Written instruction:
How many lines of the listing below contain the string "teapot"? Reply with the number alone.

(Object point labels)
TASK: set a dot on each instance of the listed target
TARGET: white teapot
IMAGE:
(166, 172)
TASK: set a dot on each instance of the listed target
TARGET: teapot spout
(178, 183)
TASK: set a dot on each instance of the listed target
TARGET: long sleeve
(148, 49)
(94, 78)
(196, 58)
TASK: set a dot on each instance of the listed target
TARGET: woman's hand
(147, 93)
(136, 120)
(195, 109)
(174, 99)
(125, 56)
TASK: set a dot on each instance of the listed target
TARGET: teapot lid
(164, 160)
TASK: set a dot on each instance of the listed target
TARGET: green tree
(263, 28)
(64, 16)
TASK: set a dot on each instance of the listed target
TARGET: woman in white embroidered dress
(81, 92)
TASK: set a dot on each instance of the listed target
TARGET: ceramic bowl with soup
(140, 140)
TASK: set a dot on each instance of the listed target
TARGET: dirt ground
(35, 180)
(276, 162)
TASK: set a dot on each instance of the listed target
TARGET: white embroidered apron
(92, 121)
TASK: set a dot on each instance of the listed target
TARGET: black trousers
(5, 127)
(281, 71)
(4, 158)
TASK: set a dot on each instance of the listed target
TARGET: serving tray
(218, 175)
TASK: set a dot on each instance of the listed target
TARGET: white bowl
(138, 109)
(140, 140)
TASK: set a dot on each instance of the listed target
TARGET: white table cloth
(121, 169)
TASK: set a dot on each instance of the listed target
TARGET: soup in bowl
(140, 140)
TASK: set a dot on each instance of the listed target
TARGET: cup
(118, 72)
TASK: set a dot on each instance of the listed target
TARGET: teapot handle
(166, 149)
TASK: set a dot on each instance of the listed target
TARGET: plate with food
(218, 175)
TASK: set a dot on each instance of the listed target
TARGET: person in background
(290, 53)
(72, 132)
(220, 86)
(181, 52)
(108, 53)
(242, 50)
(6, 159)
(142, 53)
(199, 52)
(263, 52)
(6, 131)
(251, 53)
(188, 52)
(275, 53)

==

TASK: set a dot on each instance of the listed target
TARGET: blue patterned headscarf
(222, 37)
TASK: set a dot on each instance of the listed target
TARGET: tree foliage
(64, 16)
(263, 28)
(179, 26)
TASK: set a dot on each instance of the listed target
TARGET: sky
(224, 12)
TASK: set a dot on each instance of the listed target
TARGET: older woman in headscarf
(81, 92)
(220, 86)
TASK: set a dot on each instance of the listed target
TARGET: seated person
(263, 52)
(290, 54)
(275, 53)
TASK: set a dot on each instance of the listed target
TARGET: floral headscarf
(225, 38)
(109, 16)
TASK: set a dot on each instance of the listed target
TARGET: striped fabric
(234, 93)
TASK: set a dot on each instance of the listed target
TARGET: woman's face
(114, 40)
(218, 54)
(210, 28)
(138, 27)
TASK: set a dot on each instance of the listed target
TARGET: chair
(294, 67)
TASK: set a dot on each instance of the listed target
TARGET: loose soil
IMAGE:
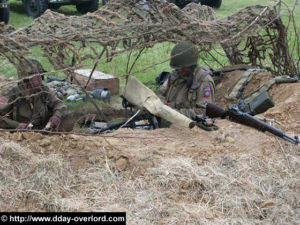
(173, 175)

==

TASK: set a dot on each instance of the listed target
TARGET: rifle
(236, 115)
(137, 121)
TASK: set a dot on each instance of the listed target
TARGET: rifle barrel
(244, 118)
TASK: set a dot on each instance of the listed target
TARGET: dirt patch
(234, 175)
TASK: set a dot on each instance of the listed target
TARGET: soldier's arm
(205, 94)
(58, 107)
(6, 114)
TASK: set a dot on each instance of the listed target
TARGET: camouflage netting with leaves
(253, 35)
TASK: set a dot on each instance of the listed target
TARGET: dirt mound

Result:
4